Point localization data

● ● ● ● ● ● ●

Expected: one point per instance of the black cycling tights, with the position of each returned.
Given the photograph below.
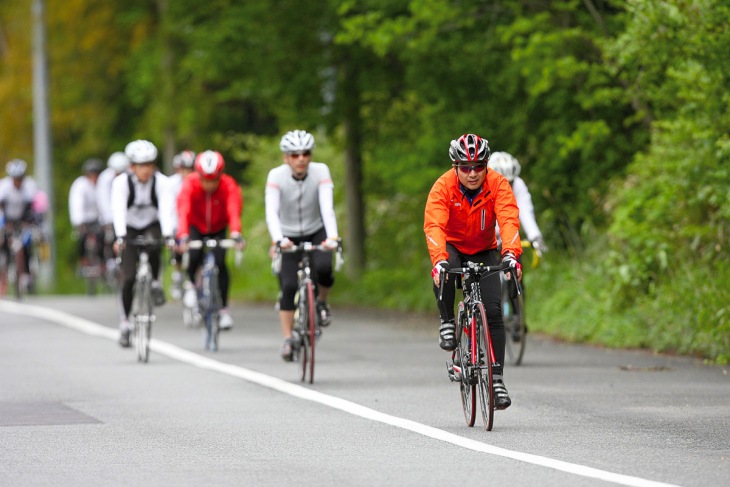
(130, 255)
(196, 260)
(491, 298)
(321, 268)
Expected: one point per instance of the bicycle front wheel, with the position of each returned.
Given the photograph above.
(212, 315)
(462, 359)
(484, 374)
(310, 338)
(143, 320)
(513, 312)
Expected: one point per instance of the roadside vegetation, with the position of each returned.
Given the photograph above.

● ● ● ● ● ● ●

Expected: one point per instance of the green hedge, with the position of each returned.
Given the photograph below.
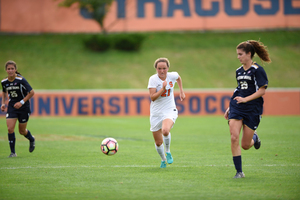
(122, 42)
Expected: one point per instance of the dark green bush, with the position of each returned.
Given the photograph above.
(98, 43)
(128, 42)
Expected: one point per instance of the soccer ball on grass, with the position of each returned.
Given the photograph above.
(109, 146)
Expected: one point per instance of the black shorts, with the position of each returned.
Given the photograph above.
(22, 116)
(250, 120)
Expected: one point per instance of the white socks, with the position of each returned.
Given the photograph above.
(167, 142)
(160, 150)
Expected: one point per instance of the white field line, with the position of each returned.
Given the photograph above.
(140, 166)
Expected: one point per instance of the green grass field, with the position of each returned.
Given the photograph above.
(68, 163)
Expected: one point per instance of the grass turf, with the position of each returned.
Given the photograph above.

● ● ● ● ● ● ●

◆ **Work to complete**:
Look through the entries above and quote exactly the lines from the line with "Expected: one point per instance of the soccer" to the line with "Expected: one point per instance of the black shorts, with", counting both of those lines.

◆ **Your response**:
Expected: one point per instance of the soccer ball on grass, with the position of each returned.
Given the photograph above.
(109, 146)
Expected: one point per instance of the black shorts, with the position of each returned.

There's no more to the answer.